Task to complete
Reproduce all of the data below in full, requests included, and add -47 to every coordinate value in the answers.

Location annotation dataset excerpts:
········
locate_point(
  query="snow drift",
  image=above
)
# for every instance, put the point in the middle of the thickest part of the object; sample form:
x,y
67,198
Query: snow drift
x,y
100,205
········
Result for this task
locate_point(
  query="snow drift",
  image=above
)
# for every instance, put the point in the middle of the thickest part of the object; sample form:
x,y
67,198
Query: snow drift
x,y
53,158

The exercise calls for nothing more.